● Work item: Return exactly the lines below, starting with the one that has "x=162, y=276" and going on through the one that has "the white cloud".

● Source data:
========================================================================
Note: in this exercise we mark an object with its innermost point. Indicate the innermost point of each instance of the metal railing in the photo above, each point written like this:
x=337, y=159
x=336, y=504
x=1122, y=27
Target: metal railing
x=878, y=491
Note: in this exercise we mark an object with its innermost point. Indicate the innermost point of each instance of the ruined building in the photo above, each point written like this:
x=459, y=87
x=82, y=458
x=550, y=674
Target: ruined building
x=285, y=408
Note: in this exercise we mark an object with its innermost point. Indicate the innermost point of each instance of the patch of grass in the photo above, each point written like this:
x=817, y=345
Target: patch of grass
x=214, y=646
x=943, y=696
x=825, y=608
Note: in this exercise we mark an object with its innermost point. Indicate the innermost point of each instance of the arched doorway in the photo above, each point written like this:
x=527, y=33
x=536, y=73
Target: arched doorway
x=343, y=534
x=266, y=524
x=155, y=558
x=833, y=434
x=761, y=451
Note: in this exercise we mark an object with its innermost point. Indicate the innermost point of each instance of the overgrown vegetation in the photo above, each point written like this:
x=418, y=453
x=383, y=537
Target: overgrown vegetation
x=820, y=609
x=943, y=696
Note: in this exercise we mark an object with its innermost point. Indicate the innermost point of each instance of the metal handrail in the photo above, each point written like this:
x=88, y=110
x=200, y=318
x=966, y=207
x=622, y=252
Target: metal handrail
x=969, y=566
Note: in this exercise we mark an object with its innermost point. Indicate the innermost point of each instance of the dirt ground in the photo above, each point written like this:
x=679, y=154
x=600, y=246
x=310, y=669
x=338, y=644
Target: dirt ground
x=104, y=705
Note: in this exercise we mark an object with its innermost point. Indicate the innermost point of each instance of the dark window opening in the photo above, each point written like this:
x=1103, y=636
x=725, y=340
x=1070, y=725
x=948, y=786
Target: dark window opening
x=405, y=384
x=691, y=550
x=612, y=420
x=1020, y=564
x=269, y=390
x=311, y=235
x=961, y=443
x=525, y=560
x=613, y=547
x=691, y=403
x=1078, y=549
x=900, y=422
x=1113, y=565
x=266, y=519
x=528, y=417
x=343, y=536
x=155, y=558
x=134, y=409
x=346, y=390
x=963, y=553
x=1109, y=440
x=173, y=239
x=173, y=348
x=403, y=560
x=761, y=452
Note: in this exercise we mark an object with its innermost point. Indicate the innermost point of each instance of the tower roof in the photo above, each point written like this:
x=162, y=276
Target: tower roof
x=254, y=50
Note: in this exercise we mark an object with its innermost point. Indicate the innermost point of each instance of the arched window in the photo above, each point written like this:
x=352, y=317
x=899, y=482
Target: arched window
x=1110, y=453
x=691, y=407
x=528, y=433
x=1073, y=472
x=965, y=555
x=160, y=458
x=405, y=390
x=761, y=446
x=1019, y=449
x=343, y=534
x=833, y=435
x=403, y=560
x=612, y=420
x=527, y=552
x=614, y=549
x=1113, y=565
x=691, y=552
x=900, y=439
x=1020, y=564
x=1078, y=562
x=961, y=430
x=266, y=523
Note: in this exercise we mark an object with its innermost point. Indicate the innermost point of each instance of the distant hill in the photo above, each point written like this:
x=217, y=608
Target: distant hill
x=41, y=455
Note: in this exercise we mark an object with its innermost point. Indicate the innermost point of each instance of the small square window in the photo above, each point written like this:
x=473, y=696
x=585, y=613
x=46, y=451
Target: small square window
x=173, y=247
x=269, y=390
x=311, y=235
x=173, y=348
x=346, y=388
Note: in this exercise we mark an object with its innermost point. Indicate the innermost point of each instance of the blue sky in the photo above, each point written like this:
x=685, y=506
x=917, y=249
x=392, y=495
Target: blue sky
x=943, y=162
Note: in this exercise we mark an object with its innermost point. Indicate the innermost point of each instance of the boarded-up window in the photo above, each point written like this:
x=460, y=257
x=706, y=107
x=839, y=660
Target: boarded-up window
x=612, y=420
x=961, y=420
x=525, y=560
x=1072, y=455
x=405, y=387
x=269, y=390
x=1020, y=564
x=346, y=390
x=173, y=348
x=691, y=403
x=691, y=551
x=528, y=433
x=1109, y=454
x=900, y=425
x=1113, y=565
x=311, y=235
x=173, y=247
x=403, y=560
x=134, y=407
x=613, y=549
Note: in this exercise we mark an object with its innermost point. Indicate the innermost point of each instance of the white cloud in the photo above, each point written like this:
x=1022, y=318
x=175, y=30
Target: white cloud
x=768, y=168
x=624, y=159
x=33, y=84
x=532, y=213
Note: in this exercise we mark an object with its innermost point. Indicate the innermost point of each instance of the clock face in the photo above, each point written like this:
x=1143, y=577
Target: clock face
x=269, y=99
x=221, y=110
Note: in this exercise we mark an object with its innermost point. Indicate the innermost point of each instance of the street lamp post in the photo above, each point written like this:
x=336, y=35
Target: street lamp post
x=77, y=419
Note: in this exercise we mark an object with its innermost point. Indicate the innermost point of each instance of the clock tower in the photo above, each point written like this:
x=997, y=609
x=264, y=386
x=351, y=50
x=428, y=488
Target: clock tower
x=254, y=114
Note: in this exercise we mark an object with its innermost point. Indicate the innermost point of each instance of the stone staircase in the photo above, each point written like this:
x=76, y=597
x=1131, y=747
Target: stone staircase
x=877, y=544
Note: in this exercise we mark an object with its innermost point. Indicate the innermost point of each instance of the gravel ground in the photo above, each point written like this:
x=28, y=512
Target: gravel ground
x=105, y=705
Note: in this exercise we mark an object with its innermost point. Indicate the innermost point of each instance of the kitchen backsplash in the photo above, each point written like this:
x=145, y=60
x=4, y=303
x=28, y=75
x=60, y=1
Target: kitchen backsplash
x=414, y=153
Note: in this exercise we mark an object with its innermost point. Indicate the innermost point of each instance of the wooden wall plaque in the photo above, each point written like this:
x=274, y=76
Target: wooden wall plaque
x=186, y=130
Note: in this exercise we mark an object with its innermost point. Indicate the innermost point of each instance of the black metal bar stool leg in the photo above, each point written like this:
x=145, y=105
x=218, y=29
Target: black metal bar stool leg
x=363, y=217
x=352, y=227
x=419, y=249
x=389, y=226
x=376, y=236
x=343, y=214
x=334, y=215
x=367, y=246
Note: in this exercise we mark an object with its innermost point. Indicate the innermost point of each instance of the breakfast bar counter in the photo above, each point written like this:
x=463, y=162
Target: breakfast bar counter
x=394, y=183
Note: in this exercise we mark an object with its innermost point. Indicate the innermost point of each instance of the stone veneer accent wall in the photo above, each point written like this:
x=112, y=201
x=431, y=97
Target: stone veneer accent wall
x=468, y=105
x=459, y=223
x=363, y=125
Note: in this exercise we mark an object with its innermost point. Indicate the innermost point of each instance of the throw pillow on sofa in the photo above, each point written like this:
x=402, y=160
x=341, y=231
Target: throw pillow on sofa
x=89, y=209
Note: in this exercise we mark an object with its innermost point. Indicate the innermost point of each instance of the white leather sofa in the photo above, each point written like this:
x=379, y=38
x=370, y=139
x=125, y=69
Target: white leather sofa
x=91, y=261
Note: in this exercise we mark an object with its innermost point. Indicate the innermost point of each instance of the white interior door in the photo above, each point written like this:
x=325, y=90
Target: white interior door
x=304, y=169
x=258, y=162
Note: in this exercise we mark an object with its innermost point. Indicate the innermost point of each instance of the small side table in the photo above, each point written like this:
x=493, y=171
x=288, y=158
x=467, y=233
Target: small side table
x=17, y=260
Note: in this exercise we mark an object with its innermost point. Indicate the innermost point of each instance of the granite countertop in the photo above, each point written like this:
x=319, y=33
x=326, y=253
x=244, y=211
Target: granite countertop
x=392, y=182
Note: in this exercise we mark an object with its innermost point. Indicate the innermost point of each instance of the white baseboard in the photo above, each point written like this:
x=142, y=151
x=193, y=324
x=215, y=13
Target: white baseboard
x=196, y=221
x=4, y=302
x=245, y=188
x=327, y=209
========================================================================
● Exercise response:
x=162, y=276
Target: tower roof
x=254, y=50
Note: in this exercise we mark an object with its innermost point. Indicate the innermost point of each instance of the arched window in the photo above, each point written like this:
x=352, y=317
x=899, y=482
Target: arched window
x=1110, y=453
x=691, y=407
x=528, y=433
x=1073, y=472
x=965, y=555
x=160, y=458
x=405, y=390
x=761, y=446
x=1019, y=449
x=343, y=534
x=833, y=435
x=403, y=560
x=612, y=420
x=527, y=552
x=614, y=549
x=1113, y=565
x=691, y=552
x=900, y=439
x=1020, y=564
x=1078, y=562
x=961, y=430
x=266, y=523
Note: in this exercise we mark an object with its innermost point. Indicate the innermost point of each instance of the distant hill in the photo above, each point written like this:
x=217, y=608
Target: distant hill
x=41, y=455
Note: in this exercise we mark an object with its innermost point. Indicate the innermost point of each instance of the small square window in the photo above, each point written like this:
x=473, y=696
x=585, y=613
x=46, y=451
Target: small square window
x=173, y=247
x=269, y=390
x=311, y=235
x=173, y=348
x=346, y=388
Note: in this exercise we mark an object with its innermost point. Indicate the innermost point of each instance of the blue sky in the photo above, each point written like this:
x=685, y=506
x=917, y=249
x=392, y=495
Target: blue sky
x=943, y=162
Note: in this exercise we mark an object with its innermost point. Indicate the innermost point of each instance of the boarded-up window in the photo above, each point written like this:
x=460, y=257
x=706, y=107
x=839, y=660
Target: boarded-up window
x=612, y=420
x=961, y=420
x=525, y=560
x=1072, y=455
x=405, y=387
x=269, y=390
x=1020, y=564
x=346, y=390
x=173, y=348
x=691, y=403
x=691, y=551
x=528, y=433
x=1109, y=454
x=900, y=425
x=1113, y=565
x=311, y=235
x=173, y=247
x=403, y=560
x=134, y=407
x=613, y=549
Note: in this exercise we mark an object with its innermost point. Indicate the innermost point of each instance of the white cloud in the photo above, each point written like this:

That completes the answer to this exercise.